REQUIREMENTS
In the networking text below, reproduce everything from "The fix is to" down to "trajectory (Jim Rohn)." word for word.

The fix is to treat networking as a proactive, value-first practice: define who you want in your network, go where those people are, and invest in relationships long before you need to draw on them.
The core insight: a strong network is built by giving value consistently, not by collecting contacts.
Start with the right mindset
- Network quality matters more than quantity — random connections waste time.
- The average of the five people you spend the most time with shapes your trajectory (Jim Rohn).
- Steve Jobs built Apple by deliberately surrounding himself with computer hobbyists and software engineers — not family and friends.
- Proactive networking means choosing who to develop relationships with, not just showing up to events.
Build your conversations list
- Write down 50 people you want to develop or deepen a relationship with — a conversations list.
- Include a mix: existing contacts, clients, industry leaders, people you haven't met yet.
- Commit to consistently nurturing those 50 relationships rather than expanding the list endlessly.
- Focus energy here instead of attending random events hoping to meet the right people.
Go where your target audience is
- The biggest mistake: networking with peers in the same role rather than with the people you actually want to reach.
- Ask first: who do I want to meet? Then ask: where do those people go?
- Example: a video producer should attend events full of potential buyers, not other video producers.
- Some peer networking has value (referrals), but it shouldn't dominate your time.
Why face-to-face still matters
- In-person connection builds depth that virtual relationships can't easily replicate.
- The pattern that works: meet at an event → follow-up email → coffee or lunch to deepen the relationship.
- Online relationships can develop into real ones, especially through shared groups or industry events, but face-to-face accelerates trust.
How to connect without being a great conversationalist
- Ask questions and show genuine curiosity — you don't need to be witty or articulate.

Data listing
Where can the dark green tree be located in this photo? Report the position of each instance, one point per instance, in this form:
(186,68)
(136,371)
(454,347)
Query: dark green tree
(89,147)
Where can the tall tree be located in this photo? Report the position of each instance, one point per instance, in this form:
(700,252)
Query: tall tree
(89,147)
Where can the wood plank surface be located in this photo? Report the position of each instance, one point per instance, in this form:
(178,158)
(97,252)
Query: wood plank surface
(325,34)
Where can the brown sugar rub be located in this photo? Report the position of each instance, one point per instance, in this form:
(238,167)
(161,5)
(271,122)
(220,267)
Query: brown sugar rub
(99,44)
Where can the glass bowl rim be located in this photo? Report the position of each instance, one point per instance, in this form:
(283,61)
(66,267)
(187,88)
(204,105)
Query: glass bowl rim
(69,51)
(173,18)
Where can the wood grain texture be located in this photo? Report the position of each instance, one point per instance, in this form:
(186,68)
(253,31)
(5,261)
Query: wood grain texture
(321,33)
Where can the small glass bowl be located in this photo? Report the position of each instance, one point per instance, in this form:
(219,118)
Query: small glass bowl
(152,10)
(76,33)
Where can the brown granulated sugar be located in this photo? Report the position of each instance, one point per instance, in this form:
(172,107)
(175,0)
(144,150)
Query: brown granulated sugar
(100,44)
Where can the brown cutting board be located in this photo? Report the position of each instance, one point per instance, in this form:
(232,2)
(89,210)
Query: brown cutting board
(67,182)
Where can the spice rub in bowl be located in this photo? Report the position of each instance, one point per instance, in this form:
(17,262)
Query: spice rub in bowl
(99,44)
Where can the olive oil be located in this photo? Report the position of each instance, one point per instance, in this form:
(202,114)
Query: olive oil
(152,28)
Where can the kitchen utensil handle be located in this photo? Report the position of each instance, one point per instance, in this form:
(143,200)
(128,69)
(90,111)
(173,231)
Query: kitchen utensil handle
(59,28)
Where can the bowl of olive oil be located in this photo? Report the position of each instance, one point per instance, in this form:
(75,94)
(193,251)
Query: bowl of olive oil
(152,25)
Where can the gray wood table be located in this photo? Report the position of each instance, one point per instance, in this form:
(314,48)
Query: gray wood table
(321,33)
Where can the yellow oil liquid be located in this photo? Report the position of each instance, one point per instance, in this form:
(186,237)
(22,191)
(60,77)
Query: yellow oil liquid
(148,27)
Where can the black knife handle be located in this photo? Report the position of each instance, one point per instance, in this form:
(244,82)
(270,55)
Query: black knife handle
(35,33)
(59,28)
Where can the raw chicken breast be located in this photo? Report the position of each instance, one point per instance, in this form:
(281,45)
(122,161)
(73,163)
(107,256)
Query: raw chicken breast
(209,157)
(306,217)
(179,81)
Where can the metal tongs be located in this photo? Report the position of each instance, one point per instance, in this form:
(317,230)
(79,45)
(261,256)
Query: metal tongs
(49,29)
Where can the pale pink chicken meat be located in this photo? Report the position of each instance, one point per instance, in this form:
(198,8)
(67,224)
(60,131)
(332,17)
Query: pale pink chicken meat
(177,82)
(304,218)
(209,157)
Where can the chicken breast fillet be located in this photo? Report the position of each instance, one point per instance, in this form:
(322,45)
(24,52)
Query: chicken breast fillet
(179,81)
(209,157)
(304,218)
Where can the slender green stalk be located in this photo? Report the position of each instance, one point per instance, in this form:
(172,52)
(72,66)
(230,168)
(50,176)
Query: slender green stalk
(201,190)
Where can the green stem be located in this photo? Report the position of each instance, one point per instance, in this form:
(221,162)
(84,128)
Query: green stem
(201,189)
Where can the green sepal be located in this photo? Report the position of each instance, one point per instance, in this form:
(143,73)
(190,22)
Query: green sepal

THE RESULT
The fix is to treat networking as a proactive, value-first practice: define who you want in your network, go where those people are, and invest in relationships long before you need to draw on them.
The core insight: a strong network is built by giving value consistently, not by collecting contacts.
Start with the right mindset
- Network quality matters more than quantity — random connections waste time.
- The average of the five people you spend the most time with shapes your trajectory (Jim Rohn).